━━━ EXERCISE MATERIALS
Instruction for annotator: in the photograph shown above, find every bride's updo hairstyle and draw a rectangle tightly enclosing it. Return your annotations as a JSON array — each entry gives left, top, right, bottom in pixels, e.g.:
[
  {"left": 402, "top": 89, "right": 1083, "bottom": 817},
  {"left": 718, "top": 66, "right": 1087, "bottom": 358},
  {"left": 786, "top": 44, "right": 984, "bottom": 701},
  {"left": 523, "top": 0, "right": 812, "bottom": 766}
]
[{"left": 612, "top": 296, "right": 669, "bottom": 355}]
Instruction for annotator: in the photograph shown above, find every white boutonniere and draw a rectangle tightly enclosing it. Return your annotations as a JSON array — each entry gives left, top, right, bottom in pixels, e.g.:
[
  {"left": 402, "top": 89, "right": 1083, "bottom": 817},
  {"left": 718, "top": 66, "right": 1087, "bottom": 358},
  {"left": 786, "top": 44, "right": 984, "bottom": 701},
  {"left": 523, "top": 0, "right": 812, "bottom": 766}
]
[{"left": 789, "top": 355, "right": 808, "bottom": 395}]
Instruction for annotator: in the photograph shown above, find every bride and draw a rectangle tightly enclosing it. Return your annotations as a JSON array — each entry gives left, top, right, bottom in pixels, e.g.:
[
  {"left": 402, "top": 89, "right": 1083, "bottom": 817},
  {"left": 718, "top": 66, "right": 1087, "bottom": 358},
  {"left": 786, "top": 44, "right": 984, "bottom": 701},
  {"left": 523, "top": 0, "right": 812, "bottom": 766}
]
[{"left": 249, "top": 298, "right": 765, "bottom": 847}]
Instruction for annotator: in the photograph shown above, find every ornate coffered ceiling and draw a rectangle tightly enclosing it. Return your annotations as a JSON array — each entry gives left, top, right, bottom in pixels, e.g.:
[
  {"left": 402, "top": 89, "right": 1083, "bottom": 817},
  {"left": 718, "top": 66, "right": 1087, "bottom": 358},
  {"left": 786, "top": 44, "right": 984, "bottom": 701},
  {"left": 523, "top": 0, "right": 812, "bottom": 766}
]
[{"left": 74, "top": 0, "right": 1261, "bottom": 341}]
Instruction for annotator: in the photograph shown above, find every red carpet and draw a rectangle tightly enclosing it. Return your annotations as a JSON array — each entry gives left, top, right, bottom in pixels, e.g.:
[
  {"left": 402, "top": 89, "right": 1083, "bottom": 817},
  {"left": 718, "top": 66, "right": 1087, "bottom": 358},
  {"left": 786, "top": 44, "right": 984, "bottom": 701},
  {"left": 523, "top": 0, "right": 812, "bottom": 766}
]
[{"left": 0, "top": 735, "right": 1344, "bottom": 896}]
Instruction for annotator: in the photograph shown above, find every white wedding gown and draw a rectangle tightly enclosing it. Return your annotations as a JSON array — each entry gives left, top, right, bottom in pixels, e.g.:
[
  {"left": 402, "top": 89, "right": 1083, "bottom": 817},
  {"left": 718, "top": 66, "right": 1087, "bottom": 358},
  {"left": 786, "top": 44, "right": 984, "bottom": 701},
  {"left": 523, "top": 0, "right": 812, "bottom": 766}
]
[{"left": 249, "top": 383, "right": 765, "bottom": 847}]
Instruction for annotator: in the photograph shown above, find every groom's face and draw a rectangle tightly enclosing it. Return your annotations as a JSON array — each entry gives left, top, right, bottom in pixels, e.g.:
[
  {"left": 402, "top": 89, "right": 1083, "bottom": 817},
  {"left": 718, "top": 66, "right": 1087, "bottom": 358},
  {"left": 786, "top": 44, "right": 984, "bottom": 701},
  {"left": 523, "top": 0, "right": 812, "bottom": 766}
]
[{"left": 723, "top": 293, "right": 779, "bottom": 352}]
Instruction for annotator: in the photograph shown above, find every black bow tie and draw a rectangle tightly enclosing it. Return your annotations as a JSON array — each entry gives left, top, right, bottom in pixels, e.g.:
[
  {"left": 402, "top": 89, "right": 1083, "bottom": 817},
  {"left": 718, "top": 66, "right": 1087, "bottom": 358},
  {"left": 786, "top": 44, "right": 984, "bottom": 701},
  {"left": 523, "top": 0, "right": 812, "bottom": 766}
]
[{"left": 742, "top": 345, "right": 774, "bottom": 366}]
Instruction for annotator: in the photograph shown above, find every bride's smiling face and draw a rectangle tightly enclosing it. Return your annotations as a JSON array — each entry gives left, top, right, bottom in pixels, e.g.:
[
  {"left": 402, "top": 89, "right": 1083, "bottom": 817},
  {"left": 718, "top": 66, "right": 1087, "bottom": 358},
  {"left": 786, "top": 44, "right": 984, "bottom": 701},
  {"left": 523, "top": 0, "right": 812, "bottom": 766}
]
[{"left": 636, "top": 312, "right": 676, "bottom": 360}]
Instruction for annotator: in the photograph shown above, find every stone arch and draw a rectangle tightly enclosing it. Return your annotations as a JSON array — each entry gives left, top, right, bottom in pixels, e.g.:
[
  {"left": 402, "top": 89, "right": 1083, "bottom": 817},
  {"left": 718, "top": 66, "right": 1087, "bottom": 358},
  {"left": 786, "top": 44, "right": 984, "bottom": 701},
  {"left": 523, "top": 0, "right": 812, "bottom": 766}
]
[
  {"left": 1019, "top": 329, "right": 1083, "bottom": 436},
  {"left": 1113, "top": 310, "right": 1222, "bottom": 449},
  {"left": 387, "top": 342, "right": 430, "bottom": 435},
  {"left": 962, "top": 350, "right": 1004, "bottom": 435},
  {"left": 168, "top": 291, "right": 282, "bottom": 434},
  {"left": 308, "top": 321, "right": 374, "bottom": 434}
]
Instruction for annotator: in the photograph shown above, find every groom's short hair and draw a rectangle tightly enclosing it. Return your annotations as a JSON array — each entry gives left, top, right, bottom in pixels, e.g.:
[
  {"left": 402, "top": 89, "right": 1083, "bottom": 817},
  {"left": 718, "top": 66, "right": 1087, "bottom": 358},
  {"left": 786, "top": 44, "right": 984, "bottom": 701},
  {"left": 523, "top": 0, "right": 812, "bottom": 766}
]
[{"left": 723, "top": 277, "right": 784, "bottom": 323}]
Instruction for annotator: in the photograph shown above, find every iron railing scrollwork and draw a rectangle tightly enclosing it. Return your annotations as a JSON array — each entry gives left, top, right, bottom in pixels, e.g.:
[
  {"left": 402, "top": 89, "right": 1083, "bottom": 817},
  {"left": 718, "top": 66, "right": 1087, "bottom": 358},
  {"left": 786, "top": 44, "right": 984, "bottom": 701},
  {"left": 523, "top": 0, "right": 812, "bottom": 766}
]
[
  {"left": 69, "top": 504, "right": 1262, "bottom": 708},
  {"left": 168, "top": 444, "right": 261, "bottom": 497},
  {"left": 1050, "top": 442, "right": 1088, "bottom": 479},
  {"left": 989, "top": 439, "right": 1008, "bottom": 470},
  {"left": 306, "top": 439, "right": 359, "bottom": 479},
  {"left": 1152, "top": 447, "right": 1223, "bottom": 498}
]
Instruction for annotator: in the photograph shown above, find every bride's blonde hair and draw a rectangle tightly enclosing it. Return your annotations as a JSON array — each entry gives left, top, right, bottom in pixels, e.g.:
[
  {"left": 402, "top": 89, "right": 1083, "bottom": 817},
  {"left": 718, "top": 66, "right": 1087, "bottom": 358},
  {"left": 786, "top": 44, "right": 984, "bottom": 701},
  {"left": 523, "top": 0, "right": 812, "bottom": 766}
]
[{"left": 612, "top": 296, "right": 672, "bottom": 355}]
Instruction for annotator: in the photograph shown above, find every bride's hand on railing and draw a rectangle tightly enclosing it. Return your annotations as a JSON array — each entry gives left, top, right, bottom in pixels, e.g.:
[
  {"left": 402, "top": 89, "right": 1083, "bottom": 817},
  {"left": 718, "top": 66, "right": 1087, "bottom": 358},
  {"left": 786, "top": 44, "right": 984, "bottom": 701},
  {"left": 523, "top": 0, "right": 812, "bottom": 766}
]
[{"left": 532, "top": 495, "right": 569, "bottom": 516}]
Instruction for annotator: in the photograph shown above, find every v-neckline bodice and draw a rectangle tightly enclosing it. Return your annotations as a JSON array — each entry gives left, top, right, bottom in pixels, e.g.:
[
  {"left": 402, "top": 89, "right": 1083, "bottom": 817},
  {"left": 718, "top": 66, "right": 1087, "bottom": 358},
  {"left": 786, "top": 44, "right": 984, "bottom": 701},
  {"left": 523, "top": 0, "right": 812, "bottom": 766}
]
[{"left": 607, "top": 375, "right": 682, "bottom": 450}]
━━━━━━
* _GOAL_
Copy exactly, and only, the lines from the one containing "find every v-neckline" through the last line of the listing.

* _SOLVED PROBLEM_
Instruction for annotator: in the photograph shown above, find every v-neckline bodice and draw a rectangle tightly enclosing it. Return your annotations as a JSON array — each entry gives left, top, right, bottom in pixels, e.g.:
[
  {"left": 402, "top": 89, "right": 1083, "bottom": 817},
  {"left": 718, "top": 66, "right": 1087, "bottom": 358},
  {"left": 786, "top": 44, "right": 984, "bottom": 701},
  {"left": 523, "top": 0, "right": 812, "bottom": 766}
]
[{"left": 607, "top": 375, "right": 682, "bottom": 450}]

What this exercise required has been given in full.